What is required
Everything from the line with "Where can you see the baby's" to the end of the data should be restated word for word, and nothing before it.
-------- Input data
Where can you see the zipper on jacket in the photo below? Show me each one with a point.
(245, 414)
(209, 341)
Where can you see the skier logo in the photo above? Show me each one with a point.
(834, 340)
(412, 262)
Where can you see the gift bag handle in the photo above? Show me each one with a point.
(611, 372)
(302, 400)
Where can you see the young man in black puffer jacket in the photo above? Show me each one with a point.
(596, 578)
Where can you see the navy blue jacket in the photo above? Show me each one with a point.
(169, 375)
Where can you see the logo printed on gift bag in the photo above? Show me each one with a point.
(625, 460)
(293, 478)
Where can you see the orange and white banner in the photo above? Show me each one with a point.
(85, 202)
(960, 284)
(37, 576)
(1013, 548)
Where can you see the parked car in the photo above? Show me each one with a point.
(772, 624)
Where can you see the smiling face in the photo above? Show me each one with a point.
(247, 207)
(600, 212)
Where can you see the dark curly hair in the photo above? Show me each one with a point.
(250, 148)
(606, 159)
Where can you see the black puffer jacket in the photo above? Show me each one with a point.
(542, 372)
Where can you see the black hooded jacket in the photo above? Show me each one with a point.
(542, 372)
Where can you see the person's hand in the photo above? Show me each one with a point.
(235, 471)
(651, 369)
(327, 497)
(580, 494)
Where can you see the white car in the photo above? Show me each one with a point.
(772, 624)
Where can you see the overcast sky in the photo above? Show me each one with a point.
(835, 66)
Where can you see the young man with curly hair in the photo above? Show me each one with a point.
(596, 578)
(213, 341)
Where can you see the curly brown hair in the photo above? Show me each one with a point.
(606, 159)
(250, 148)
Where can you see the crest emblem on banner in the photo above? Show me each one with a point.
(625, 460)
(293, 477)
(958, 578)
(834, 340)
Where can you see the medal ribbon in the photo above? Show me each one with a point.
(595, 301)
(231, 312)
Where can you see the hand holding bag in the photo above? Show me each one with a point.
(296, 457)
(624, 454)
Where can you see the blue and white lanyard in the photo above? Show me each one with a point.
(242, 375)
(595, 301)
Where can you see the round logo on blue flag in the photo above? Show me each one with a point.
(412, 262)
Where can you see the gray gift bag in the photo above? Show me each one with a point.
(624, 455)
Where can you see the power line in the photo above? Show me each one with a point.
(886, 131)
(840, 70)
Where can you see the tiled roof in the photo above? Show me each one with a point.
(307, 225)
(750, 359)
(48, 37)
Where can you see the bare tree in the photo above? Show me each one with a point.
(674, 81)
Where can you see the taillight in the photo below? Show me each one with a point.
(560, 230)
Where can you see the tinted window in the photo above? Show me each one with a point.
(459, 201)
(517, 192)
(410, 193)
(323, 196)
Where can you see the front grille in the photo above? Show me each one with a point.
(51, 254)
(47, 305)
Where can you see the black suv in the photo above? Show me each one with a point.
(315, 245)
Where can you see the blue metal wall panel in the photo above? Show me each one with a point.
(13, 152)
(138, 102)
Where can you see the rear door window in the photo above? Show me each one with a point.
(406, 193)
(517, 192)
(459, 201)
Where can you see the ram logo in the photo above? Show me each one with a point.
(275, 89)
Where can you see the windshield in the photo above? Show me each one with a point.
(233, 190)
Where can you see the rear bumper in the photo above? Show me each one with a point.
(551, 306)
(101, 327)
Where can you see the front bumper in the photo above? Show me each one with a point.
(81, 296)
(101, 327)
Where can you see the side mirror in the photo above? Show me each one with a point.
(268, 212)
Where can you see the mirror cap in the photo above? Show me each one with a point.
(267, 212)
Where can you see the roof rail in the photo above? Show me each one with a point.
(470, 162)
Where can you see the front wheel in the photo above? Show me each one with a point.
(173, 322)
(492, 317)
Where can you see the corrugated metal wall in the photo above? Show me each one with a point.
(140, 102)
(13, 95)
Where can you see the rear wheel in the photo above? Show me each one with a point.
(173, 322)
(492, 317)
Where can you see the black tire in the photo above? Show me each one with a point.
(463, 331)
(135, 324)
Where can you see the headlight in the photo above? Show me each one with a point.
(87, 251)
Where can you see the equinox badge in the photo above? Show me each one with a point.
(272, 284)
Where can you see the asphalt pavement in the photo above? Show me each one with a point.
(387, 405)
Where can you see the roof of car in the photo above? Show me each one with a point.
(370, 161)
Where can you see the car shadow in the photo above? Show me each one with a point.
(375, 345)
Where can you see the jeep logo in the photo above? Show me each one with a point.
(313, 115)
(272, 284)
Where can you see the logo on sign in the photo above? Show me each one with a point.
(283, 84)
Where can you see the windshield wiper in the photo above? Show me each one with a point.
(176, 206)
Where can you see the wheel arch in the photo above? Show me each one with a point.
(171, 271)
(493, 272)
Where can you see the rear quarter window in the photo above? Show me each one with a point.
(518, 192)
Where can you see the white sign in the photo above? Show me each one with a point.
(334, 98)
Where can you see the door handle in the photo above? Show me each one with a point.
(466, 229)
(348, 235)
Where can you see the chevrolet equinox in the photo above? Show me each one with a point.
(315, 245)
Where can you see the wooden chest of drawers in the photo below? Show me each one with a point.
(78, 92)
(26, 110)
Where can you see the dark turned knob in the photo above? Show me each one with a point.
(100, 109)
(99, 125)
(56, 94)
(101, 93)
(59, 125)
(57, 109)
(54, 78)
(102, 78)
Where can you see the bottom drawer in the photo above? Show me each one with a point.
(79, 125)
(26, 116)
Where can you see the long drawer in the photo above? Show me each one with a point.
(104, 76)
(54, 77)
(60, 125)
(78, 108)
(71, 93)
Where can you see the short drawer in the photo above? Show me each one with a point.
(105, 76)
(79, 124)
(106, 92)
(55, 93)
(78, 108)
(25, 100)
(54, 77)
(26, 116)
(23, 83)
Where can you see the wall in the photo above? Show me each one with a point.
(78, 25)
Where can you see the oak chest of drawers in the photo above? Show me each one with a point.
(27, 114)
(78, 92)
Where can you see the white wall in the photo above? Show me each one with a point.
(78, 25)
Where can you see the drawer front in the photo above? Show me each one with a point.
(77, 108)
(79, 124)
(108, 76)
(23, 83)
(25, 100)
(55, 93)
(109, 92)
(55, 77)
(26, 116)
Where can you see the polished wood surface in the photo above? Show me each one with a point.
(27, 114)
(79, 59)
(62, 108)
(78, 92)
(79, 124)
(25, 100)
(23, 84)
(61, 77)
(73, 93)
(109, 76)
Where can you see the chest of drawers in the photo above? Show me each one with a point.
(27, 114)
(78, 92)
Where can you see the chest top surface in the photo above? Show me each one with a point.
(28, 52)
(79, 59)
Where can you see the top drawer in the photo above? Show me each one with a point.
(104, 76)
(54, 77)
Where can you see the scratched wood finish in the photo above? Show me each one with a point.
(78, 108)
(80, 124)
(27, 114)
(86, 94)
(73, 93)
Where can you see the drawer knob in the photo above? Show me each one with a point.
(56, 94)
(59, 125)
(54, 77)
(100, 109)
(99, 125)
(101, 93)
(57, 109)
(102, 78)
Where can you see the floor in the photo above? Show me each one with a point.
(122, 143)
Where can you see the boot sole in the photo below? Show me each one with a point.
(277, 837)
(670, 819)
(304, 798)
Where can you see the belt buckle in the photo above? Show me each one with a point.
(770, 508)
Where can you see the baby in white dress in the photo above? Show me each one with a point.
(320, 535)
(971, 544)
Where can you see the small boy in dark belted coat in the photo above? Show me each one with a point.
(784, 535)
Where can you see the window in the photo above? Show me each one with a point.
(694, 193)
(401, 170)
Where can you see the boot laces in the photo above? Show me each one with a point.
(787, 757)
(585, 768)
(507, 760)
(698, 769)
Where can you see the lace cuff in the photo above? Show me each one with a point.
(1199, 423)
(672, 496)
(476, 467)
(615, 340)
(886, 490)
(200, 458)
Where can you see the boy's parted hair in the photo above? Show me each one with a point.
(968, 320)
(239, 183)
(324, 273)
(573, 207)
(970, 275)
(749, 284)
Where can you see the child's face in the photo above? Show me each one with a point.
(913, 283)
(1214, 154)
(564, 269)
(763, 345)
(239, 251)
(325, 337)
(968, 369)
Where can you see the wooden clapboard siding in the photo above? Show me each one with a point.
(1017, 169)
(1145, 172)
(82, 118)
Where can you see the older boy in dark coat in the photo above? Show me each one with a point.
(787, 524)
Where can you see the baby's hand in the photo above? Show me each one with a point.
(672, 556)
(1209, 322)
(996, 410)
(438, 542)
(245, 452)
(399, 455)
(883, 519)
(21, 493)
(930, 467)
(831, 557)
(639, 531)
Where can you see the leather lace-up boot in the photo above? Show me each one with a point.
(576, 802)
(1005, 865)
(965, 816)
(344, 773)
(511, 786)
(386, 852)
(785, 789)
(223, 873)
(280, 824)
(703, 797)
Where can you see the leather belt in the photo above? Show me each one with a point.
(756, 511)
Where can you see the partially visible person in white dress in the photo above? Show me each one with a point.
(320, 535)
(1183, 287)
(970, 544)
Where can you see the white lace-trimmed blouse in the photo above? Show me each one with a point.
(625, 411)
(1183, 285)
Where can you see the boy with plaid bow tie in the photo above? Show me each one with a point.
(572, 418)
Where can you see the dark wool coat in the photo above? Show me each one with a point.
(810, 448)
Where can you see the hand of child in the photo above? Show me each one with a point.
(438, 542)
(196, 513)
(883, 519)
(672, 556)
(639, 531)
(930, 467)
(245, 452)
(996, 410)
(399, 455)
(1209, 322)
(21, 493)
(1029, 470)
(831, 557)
----------------
Solution to the exercise
Where can you see the baby's hand in the photo above? Show me each one with a point.
(672, 556)
(1209, 322)
(996, 410)
(438, 542)
(245, 452)
(399, 455)
(883, 519)
(21, 493)
(930, 467)
(831, 557)
(639, 531)
Where can you see the leather lace-up boot in the photo above? Show me each one with a point.
(576, 802)
(1005, 865)
(965, 816)
(344, 773)
(511, 786)
(386, 852)
(785, 789)
(223, 873)
(280, 824)
(703, 797)
Where can you see the leather belt in the photo above? Show me each one with a point.
(756, 511)
Where can you see the partially visible person in white dress in the photo above? Show me each one with a point.
(320, 535)
(1183, 287)
(970, 544)
Where can you see the white lace-trimmed blouse in the photo above? Show me each one with a point.
(625, 411)
(1183, 285)
Where can you see the boy with plaid bow tie in the photo above? Show me each one with a point.
(572, 418)
Where can you see the dark wool coat in the photo above? Show me each one with a point.
(810, 448)
Where can you see the hand of child in the photo above? Show me each one with a point.
(438, 542)
(196, 513)
(883, 519)
(672, 556)
(639, 531)
(930, 467)
(245, 452)
(996, 410)
(399, 455)
(1209, 322)
(21, 493)
(1029, 470)
(831, 557)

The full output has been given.